# WHAT TO DO
Write out all of the entries below again, swapping each occurrence of "takes a single marker" for "gets one marker" and leaving every other word unchanged.

=== SUPPLIED MATERIAL ===

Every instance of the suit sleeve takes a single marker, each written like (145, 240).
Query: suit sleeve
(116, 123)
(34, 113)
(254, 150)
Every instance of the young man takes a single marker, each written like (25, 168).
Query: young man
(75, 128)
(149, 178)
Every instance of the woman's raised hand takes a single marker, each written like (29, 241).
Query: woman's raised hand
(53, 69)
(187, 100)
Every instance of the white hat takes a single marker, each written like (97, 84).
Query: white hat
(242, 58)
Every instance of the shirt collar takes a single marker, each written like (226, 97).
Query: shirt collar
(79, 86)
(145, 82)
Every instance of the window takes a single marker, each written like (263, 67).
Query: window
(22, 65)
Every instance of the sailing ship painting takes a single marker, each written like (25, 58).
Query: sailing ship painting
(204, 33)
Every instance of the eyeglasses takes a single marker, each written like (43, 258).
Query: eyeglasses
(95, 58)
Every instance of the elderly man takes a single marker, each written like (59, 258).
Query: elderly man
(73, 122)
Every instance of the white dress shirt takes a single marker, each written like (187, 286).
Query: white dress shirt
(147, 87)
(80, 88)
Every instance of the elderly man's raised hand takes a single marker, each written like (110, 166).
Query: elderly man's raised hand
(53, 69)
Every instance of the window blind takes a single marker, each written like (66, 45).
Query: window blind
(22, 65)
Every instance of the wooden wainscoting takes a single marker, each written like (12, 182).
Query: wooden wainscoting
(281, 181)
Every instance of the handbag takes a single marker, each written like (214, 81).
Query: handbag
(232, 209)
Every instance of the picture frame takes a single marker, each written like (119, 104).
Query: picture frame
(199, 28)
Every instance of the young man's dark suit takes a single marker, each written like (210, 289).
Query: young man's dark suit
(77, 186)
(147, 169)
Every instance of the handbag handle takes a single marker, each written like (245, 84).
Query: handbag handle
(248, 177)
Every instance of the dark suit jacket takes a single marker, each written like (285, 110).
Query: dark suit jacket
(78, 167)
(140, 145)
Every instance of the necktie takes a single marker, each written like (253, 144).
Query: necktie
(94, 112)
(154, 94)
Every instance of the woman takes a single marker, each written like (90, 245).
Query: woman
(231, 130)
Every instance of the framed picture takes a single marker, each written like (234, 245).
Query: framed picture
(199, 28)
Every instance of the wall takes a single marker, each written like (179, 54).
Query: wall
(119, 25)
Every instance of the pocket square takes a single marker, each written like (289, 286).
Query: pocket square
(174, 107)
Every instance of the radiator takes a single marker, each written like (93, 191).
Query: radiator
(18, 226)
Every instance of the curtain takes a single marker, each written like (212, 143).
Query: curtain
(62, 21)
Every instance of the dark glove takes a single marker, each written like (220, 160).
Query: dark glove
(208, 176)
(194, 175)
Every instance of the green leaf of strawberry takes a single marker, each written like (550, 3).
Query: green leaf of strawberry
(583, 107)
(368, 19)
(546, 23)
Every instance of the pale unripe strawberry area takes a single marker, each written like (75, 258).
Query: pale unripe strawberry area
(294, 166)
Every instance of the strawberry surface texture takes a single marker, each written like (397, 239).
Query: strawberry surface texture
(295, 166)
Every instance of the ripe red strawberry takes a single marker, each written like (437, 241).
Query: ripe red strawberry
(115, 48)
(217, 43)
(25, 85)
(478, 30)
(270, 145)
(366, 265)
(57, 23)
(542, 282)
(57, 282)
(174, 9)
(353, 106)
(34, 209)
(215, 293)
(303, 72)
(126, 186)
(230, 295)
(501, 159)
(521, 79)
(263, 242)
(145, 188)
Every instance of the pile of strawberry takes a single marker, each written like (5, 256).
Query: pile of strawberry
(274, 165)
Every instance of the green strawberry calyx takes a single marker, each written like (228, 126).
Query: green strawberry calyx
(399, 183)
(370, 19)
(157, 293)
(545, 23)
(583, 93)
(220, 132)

===

# FINAL RESULT
Every instance of the suit sleeve gets one marker, each written like (145, 240).
Query: suit sleeve
(116, 123)
(34, 113)
(254, 150)
Every instance of the young man gets one marker, each written like (25, 168).
Query: young man
(75, 128)
(149, 178)
Every instance of the woman's raised hand gets one marker, each written like (29, 241).
Query: woman's raised hand
(53, 69)
(187, 100)
Every instance of the white hat gets one marker, each written like (97, 84).
Query: white hat
(242, 58)
Every instance of the shirt collar gets one marker, each written like (226, 97).
Query: shirt collar
(79, 86)
(145, 82)
Every instance of the window gets one marker, each written like (263, 67).
Query: window
(22, 65)
Every instance of the sailing ship painting gets one marker, each written like (25, 58).
Query: sailing ship painting
(204, 33)
Every instance of the eyeglasses gets one marker, each written like (43, 258).
Query: eyeglasses
(95, 58)
Every instance of the elderly man gets one marker, each written like (59, 258).
Query: elderly man
(73, 122)
Every instance of the white dress shirt gets one marker, each written like (187, 286).
Query: white dress shirt
(147, 87)
(80, 88)
Every instance of the elderly man's raised hand gets one marker, each written like (110, 166).
Query: elderly man's raised hand
(53, 69)
Every instance of the window blind gets one marker, each written like (66, 45).
Query: window blind
(22, 65)
Every instance of the wooden wainscoting gets one marker, each written like (12, 182).
Query: wooden wainscoting
(281, 181)
Every instance of the handbag gets one marker, each written like (214, 81).
Query: handbag
(232, 209)
Every instance of the picture frame gets one marker, each written like (119, 104).
Query: picture frame
(199, 28)
Every instance of the young man's dark suit gets one marker, each written like (210, 289).
Query: young man's dark suit
(77, 186)
(147, 169)
Every instance of the handbag handle gets one marker, each written like (245, 84).
Query: handbag handle
(248, 177)
Every instance of the dark suit jacket gets one marker, each written like (285, 110).
Query: dark suit jacket
(78, 167)
(140, 145)
Every instance of the necktie gets one marker, each written like (253, 144).
Query: necktie
(94, 112)
(154, 94)
Every instance of the woman gets one marker, each written like (90, 245).
Query: woman
(231, 130)
Every instance of the framed picture gets one marker, each written like (234, 245).
Query: framed picture
(199, 28)
Every instance of the wall gets one marker, each written like (179, 54).
Query: wall
(119, 25)
Every instance of the pocket square gets one marker, each written like (289, 286).
Query: pocket square
(174, 107)
Every instance of the radiator gets one marker, each written like (93, 191).
Query: radiator
(18, 226)
Every instance of the curtain gets one marker, each written like (212, 143).
Query: curtain
(62, 21)
Every instance of the dark glove gets one marker, each written like (220, 160).
Query: dark glove
(208, 176)
(194, 175)
Every instance of the green leaf of strawberry gets one marker, each written like (550, 3).
Query: green leaf of strawberry
(583, 107)
(368, 19)
(546, 23)
Every instance of the pale unripe strawberry area gets one marker, each written like (75, 258).
Query: pale unripe strawberry area
(294, 166)
Every instance of the strawberry surface texture gets one marker, each written like (397, 239).
Query: strawberry surface texture
(295, 166)
Every instance of the ripe red strawberry gets one marker, each written like (437, 241).
Query: ripe red strawberry
(115, 48)
(217, 43)
(25, 85)
(478, 30)
(270, 145)
(366, 265)
(57, 23)
(542, 282)
(57, 282)
(174, 9)
(353, 106)
(34, 209)
(215, 293)
(303, 72)
(126, 186)
(230, 295)
(501, 159)
(521, 79)
(263, 242)
(145, 188)
Every instance of the pile of strawberry gets one marker, each written like (5, 256).
Query: pile of strawberry
(274, 165)
Every instance of the green strawberry calyx gets one marker, each written like (228, 126).
Query: green strawberry calyx
(399, 183)
(370, 19)
(157, 293)
(545, 23)
(583, 93)
(220, 132)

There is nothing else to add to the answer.